## Exercise details:
Can you reproduce the data from the line containing "Target: light wood inlay" through the end of the data, inclusive, with "Put a marker on" replaced by "Place a point on" and nothing else altered?

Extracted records
━━━
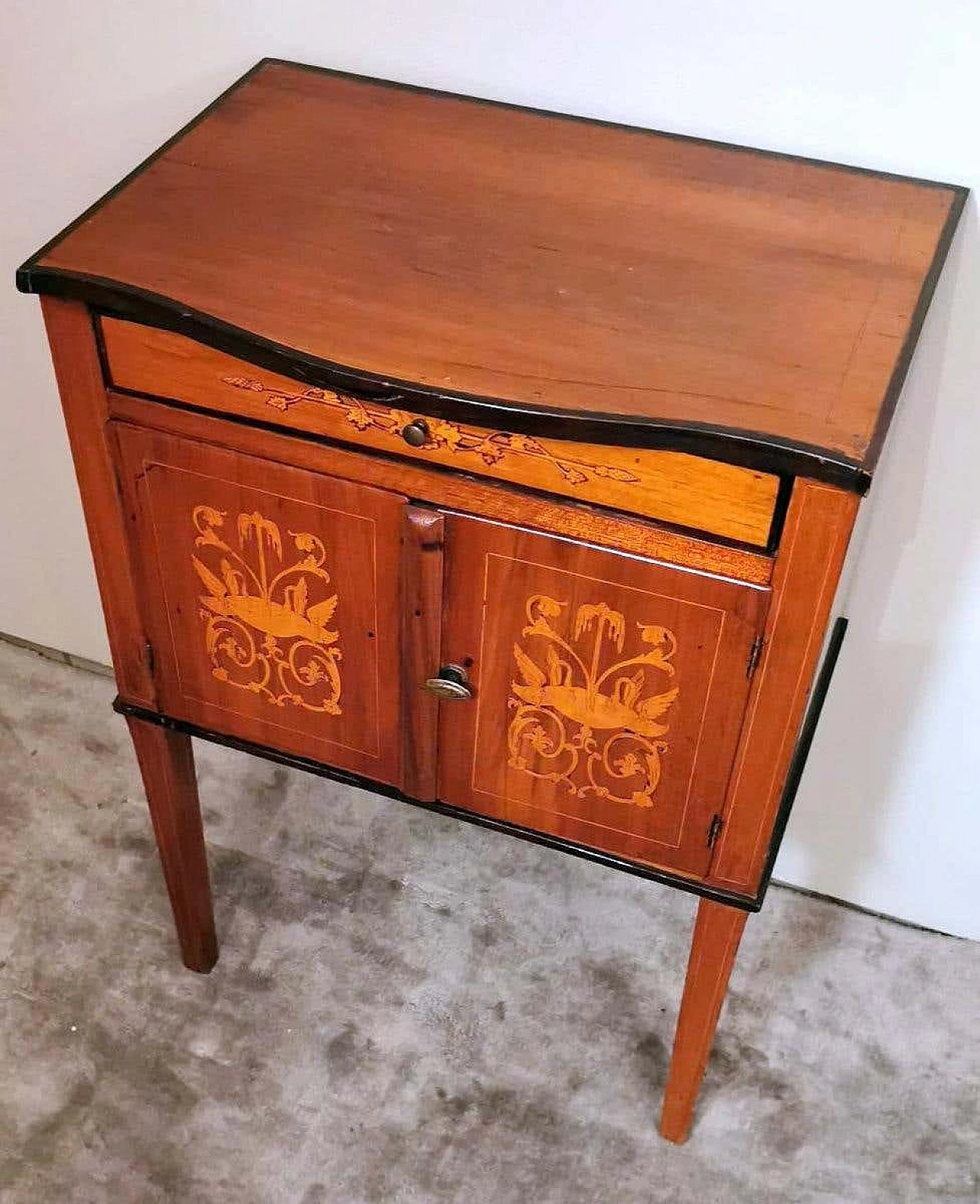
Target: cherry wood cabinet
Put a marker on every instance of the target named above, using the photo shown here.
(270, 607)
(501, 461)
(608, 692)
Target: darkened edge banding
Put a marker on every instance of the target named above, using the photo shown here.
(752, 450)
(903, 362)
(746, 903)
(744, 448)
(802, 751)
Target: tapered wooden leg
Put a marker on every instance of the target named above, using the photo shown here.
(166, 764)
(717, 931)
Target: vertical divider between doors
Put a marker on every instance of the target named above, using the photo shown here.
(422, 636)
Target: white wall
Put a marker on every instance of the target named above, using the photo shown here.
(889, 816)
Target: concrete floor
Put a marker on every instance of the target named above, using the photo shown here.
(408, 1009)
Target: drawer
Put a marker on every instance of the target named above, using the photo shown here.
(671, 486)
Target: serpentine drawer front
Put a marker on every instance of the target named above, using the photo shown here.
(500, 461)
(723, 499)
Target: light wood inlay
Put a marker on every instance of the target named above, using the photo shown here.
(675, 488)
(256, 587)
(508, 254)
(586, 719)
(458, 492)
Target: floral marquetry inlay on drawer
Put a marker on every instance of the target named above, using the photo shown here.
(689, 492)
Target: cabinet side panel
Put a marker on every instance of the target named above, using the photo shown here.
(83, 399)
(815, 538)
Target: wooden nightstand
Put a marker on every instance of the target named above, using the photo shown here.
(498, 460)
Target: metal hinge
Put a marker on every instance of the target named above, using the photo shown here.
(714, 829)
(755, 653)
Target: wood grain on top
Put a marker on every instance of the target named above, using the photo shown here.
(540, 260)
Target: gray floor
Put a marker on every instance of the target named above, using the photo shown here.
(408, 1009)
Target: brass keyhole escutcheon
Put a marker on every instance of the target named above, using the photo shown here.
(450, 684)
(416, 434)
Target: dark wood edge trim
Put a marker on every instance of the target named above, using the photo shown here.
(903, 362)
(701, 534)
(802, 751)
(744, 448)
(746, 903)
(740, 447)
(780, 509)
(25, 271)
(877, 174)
━━━
## Task output:
Target: light wood inlay
Place a point on every instance of the target named above, using the photo shown here.
(675, 488)
(256, 587)
(508, 254)
(586, 719)
(458, 492)
Target: floral marquetry inlay on drawer
Place a point on every instance of the target named above, using the photo shown here.
(689, 492)
Target: cabinet side panel
Place a point on every instance of the target named above, using the photo shown here.
(83, 399)
(815, 538)
Target: wooden nightstand
Place a point on every instance of the target named above, using the photo shown here.
(498, 460)
Target: metal hinge
Place a point on every instance of the target named above, using the photo shown here.
(714, 829)
(755, 653)
Target: wood grain on top
Place a point on every instance of the target named above, using the photo shown here.
(540, 260)
Target: gray floor
Place a point on every instance of the target named above, using the photo shown here.
(408, 1009)
Target: brass keyhole escutcheon
Place a point on every instance of the target named above, using the photo shown here.
(450, 684)
(416, 434)
Target: dark wood edge trim
Place a point on every instance of the target named above, using the photo shown here.
(903, 362)
(701, 534)
(802, 751)
(744, 448)
(746, 903)
(740, 447)
(780, 509)
(25, 271)
(877, 174)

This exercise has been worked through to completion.